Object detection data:

────

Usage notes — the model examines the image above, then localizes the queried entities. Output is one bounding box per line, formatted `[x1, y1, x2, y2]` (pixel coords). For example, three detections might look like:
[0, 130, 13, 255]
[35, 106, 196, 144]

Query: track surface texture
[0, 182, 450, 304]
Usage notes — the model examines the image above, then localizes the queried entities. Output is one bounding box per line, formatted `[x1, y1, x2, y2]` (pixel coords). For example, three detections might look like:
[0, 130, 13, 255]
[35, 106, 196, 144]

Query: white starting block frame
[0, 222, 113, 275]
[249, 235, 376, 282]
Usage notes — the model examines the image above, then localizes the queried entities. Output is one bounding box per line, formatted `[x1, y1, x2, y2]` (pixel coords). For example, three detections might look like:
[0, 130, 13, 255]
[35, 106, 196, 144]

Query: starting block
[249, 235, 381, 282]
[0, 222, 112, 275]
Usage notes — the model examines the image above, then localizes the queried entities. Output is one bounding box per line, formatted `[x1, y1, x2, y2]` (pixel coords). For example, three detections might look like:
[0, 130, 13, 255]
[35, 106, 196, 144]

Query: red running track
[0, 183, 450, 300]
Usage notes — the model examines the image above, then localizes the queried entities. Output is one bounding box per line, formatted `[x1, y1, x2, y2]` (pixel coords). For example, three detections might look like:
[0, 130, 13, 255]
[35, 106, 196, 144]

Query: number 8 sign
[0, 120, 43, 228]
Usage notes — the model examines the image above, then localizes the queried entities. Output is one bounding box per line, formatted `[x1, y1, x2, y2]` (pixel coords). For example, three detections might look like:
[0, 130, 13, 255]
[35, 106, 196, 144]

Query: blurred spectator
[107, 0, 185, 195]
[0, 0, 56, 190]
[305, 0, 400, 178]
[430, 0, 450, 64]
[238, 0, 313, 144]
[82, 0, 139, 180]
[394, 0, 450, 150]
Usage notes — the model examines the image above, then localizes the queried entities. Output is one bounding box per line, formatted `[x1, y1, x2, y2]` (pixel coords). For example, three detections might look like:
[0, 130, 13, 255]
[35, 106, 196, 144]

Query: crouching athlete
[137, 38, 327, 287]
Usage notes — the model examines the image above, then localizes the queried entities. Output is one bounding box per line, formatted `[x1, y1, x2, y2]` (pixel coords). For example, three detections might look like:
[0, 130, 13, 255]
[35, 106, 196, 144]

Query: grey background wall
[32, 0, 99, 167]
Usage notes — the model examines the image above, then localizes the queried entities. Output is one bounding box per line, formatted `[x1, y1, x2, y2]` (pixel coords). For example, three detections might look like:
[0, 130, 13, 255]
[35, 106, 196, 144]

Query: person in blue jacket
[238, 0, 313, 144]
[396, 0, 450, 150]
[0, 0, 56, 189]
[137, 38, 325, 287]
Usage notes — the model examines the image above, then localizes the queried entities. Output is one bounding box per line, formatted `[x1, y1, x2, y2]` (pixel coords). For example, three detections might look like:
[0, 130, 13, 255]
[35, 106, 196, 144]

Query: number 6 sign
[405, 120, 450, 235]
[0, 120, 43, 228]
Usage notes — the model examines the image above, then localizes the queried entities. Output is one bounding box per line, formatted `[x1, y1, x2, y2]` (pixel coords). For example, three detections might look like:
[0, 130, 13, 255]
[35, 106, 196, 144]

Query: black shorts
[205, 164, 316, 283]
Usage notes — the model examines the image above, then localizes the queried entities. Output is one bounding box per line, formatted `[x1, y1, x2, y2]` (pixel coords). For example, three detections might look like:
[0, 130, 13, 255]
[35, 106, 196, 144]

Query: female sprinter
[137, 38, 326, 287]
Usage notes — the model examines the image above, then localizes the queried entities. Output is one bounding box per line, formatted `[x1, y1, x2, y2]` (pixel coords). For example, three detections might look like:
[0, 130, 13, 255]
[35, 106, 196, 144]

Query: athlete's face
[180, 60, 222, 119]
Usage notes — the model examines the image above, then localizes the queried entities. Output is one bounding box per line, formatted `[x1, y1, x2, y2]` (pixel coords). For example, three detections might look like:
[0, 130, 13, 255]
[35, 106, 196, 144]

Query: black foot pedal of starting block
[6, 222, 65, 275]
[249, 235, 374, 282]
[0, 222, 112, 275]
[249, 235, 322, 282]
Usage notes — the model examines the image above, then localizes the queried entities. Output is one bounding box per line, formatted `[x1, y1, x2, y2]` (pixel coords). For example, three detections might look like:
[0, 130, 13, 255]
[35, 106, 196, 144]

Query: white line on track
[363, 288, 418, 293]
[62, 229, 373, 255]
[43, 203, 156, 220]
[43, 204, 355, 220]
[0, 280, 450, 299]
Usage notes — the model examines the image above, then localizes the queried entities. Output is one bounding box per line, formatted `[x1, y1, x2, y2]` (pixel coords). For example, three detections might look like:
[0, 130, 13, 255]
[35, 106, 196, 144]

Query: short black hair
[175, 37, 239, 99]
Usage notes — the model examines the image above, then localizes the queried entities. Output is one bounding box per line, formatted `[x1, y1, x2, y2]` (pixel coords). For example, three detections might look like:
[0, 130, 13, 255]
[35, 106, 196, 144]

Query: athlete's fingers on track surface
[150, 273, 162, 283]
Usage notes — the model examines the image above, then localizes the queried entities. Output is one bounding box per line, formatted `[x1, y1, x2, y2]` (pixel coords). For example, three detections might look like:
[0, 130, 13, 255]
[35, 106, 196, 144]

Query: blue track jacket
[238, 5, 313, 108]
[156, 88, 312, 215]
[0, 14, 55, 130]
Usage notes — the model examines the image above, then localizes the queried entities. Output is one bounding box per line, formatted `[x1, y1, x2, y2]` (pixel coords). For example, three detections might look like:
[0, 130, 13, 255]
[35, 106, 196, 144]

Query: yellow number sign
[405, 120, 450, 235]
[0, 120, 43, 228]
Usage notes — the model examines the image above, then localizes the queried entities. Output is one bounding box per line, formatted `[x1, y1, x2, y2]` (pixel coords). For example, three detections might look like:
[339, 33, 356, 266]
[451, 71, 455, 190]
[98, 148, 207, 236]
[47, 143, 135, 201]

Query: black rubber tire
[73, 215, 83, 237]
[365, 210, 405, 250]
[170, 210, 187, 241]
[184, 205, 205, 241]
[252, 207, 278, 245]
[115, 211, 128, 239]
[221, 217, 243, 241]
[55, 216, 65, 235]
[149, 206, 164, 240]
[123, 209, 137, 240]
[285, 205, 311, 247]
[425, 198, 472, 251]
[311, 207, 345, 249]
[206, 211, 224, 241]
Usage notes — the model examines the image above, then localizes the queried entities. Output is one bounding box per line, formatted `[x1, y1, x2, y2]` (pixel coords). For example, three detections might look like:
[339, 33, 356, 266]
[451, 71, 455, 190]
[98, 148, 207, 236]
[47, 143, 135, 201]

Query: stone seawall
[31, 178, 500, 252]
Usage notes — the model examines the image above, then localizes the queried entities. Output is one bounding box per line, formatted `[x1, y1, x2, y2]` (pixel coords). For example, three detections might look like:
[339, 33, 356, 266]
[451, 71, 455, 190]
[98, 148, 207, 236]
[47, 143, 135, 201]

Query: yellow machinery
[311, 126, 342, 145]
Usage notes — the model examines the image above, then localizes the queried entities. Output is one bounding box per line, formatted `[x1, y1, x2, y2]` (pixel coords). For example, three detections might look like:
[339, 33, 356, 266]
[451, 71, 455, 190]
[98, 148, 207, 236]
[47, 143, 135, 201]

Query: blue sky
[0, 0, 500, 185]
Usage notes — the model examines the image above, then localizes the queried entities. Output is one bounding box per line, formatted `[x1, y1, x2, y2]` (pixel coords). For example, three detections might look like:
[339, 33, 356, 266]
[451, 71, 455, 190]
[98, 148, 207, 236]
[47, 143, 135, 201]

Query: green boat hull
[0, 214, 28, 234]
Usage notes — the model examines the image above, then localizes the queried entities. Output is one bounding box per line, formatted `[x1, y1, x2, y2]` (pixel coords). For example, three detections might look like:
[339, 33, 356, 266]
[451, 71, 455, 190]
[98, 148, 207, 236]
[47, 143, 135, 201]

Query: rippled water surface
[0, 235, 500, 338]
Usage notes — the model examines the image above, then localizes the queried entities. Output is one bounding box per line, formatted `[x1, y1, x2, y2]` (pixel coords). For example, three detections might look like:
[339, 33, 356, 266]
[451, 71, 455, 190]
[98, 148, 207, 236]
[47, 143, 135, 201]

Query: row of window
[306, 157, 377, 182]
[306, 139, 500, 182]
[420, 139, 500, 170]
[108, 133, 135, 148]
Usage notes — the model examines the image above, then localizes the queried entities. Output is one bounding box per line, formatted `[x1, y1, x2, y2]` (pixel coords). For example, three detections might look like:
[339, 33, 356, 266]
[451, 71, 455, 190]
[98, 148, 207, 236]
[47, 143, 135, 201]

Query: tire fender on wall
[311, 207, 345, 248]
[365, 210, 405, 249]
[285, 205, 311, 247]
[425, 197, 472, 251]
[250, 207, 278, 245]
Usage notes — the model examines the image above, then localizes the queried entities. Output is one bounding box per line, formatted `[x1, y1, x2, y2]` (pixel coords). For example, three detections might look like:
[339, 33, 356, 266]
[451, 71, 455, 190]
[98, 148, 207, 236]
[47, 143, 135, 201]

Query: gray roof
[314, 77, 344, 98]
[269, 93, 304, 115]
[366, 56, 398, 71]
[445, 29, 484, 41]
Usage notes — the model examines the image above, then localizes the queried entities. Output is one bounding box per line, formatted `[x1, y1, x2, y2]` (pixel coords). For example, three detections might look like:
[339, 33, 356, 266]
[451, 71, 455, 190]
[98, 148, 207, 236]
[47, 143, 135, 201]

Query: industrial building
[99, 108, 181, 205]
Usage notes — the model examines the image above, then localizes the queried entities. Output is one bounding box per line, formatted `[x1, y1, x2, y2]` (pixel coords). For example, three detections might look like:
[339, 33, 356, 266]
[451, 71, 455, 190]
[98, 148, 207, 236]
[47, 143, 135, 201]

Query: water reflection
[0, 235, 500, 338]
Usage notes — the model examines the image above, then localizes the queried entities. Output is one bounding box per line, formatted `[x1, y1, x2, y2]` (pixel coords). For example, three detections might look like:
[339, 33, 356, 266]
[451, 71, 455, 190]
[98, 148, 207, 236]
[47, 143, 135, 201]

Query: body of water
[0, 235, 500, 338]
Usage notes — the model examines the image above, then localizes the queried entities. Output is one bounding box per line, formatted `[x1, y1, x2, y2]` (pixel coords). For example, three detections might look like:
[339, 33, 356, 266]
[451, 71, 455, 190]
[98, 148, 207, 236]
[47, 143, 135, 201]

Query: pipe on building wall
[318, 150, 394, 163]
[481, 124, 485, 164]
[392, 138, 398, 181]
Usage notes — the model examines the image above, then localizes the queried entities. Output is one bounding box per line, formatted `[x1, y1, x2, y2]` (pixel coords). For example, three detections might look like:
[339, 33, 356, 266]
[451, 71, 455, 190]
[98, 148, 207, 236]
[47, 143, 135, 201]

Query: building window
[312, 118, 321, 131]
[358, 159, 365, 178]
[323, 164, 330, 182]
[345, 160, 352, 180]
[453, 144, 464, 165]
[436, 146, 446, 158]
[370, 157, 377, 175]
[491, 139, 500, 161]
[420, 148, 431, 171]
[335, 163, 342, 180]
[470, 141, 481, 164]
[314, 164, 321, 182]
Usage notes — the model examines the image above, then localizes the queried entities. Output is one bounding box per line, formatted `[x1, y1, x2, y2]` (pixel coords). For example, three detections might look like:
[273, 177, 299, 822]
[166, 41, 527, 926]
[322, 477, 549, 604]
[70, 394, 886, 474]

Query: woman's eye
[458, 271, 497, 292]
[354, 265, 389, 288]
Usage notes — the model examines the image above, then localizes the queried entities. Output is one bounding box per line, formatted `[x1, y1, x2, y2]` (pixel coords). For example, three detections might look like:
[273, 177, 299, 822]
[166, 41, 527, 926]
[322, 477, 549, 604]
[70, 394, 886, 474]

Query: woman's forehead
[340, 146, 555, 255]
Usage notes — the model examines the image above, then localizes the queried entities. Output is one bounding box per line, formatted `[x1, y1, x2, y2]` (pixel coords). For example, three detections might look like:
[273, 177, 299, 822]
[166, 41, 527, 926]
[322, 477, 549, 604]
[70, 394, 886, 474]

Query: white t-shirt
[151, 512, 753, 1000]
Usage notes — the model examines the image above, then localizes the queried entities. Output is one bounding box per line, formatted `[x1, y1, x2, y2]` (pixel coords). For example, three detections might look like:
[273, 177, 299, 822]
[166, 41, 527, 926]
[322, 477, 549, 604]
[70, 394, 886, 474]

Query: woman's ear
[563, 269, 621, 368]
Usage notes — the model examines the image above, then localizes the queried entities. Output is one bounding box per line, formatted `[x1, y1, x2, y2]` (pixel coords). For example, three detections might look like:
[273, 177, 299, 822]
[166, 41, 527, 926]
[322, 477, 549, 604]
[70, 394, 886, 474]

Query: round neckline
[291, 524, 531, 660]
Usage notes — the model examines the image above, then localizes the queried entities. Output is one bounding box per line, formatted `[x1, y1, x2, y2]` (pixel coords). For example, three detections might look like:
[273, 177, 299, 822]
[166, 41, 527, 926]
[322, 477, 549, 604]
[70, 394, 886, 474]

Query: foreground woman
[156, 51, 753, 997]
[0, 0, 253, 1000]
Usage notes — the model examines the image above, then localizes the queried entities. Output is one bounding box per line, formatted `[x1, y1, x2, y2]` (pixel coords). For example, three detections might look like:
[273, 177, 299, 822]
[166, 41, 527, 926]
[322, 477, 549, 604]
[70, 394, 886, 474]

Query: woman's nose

────

Directions for this task –
From the records, collect every line that contains the word "surface" and copy each one out in full.

Answer to this problem –
Query: track surface texture
Query: athlete's fingers on track surface
Query: rippled water surface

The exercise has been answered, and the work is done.